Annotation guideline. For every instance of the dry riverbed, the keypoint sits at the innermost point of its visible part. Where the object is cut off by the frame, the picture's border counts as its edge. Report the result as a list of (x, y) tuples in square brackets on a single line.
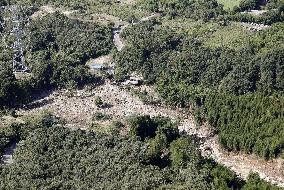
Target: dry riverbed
[(78, 109)]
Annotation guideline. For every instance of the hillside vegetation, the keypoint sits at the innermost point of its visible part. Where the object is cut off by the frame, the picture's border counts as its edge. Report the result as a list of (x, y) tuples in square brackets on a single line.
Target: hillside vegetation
[(57, 158)]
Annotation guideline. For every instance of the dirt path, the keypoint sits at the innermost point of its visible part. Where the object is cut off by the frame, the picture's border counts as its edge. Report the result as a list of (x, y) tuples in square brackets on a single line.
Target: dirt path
[(79, 109), (8, 154)]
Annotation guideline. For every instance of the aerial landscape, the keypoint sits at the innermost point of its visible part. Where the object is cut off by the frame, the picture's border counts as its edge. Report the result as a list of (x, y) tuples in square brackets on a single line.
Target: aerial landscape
[(142, 94)]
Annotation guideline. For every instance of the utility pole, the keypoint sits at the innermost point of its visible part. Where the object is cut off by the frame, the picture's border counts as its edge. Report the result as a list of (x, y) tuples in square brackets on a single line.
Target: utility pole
[(17, 32)]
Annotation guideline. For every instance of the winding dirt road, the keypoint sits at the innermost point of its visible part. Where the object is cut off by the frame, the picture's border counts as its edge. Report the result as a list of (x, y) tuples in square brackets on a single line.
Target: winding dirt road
[(78, 111)]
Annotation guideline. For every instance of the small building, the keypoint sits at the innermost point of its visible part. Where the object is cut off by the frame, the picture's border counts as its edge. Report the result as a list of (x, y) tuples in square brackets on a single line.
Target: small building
[(96, 66)]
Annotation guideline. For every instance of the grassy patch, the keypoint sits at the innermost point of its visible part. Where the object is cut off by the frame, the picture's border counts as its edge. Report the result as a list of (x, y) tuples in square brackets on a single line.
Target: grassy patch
[(233, 36)]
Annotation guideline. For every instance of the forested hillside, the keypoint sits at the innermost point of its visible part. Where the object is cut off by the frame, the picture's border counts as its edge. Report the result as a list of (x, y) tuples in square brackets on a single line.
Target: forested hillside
[(57, 158), (57, 49), (239, 91), (217, 72)]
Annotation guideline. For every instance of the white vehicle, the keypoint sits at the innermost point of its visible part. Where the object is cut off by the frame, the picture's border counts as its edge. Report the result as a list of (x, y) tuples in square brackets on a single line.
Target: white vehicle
[(131, 81)]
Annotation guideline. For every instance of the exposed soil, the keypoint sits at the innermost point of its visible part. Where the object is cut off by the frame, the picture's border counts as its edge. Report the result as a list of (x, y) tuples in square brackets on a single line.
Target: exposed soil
[(78, 111)]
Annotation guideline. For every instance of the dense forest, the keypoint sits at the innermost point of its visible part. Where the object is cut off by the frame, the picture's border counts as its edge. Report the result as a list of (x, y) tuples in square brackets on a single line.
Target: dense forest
[(234, 84), (54, 157), (239, 91)]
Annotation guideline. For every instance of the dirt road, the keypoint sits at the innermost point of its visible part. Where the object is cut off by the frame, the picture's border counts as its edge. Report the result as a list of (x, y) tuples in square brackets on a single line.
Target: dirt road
[(79, 109)]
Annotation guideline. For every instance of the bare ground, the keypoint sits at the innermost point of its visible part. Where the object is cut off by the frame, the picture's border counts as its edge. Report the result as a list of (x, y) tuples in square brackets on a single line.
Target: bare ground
[(78, 110)]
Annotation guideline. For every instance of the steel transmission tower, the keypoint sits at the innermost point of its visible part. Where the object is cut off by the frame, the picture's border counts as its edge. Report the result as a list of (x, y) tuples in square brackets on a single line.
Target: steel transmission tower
[(18, 53)]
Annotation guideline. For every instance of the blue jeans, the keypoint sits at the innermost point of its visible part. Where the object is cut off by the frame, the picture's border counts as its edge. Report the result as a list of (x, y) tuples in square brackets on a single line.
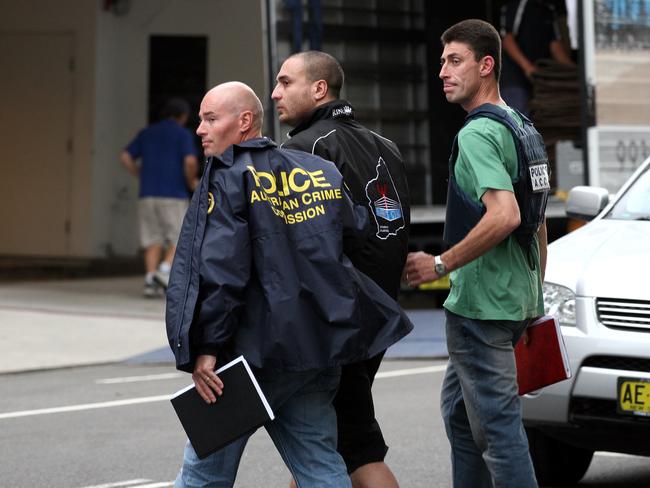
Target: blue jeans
[(303, 431), (481, 408)]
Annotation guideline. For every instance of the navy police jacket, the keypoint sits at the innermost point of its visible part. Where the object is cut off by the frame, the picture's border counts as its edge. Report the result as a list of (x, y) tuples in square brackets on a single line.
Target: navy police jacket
[(260, 268)]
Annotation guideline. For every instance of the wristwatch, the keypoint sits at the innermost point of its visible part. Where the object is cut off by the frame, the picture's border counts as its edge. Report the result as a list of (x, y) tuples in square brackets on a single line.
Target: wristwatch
[(439, 266)]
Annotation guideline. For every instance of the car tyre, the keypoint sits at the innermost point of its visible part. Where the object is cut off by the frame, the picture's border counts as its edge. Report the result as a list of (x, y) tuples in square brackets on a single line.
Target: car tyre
[(555, 462)]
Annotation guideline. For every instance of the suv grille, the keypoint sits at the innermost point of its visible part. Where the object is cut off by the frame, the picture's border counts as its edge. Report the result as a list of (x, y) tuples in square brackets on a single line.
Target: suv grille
[(585, 409), (618, 362), (618, 313)]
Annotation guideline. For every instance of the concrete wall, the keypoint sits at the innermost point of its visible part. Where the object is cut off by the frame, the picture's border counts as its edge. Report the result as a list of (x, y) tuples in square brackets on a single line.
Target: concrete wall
[(110, 92), (76, 17), (235, 51)]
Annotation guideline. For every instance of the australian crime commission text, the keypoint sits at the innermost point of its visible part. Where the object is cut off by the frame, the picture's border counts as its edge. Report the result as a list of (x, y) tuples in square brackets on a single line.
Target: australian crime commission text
[(287, 193)]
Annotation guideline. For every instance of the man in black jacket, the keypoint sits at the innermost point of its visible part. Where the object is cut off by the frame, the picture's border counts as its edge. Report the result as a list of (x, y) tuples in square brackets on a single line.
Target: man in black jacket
[(307, 98), (260, 271)]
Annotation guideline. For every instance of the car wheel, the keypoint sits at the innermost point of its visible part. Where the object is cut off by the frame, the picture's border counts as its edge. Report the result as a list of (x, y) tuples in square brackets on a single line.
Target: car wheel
[(555, 462)]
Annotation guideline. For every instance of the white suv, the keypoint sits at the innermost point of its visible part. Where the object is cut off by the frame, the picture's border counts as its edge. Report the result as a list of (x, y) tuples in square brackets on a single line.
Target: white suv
[(598, 285)]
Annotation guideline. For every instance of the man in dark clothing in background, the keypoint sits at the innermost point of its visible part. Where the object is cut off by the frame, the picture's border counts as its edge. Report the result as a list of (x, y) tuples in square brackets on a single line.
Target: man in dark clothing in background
[(261, 271), (529, 32), (307, 98)]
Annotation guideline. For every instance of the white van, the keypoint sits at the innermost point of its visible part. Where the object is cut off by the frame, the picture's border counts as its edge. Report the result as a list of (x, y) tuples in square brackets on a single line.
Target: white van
[(598, 285)]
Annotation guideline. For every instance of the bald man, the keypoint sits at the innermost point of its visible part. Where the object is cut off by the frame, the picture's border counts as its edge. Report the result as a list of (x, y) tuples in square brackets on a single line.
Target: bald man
[(260, 271)]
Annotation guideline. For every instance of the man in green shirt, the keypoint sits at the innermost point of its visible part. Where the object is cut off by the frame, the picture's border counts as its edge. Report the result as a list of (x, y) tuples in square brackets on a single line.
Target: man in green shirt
[(496, 282)]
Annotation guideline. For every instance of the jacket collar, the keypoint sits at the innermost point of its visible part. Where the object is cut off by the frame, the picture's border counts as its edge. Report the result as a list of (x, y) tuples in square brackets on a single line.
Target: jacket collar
[(228, 156), (337, 109)]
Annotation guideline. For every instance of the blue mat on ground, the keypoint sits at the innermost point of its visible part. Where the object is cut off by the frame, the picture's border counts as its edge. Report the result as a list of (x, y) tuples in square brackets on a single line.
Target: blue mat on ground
[(427, 340)]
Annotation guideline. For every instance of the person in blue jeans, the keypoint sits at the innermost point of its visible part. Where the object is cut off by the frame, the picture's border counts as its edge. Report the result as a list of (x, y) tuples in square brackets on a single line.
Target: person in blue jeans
[(261, 271), (496, 281)]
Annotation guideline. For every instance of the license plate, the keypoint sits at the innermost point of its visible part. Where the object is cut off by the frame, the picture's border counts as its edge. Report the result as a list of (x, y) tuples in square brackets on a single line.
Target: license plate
[(539, 177), (633, 396)]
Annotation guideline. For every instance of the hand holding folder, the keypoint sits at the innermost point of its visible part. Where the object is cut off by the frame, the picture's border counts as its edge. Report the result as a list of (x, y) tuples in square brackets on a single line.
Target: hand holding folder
[(241, 408), (541, 356)]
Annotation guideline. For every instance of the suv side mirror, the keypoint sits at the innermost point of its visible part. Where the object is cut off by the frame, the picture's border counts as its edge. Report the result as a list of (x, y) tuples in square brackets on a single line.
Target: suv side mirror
[(585, 202)]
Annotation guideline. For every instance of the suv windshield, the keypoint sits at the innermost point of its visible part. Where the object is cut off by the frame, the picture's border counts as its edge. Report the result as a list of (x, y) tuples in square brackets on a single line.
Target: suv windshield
[(635, 203)]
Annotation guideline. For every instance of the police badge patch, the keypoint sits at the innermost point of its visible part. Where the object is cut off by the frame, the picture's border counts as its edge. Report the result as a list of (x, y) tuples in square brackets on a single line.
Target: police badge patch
[(384, 202)]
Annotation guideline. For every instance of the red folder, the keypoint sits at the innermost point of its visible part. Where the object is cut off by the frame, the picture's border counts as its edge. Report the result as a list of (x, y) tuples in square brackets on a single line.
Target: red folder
[(541, 356)]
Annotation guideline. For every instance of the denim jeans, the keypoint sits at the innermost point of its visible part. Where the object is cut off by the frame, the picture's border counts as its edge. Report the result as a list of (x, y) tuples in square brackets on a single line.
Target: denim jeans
[(303, 431), (481, 408)]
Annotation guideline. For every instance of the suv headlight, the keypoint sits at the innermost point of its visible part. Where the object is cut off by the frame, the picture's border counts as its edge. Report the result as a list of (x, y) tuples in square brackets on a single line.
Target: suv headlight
[(561, 302)]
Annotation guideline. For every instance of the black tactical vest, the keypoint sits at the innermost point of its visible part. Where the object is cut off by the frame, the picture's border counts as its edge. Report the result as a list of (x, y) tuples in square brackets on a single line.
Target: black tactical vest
[(531, 185)]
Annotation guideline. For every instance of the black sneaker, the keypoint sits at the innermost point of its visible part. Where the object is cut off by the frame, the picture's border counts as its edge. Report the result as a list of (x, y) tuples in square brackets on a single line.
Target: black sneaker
[(152, 290), (161, 279)]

* * * * * * *

- **PROBLEM TO SOLVE**
All lines from the one containing "Annotation guideline. For every instance of the black tactical" through the end of the material should be restated exactly, with both end lines kept.

- **FINAL ANSWER**
Annotation guideline. For every instance of the black tactical vest, the keypoint sits at the innermost point of its visible part. Where the object is cut off by the frame, the picture's border counts as its edge. Report the result as a list of (x, y) tuples in square brackets on a single line.
Target: black tactical vest
[(531, 185)]
Annotation guideline. For every instance of the black sneaker, the keypoint sits at the innermost point of its visible part. Where the object is cut off by the frame, the picture's border counts as its edge. Report the result as a list of (x, y) tuples in square brackets on a single line.
Target: black sneaker
[(152, 290), (161, 279)]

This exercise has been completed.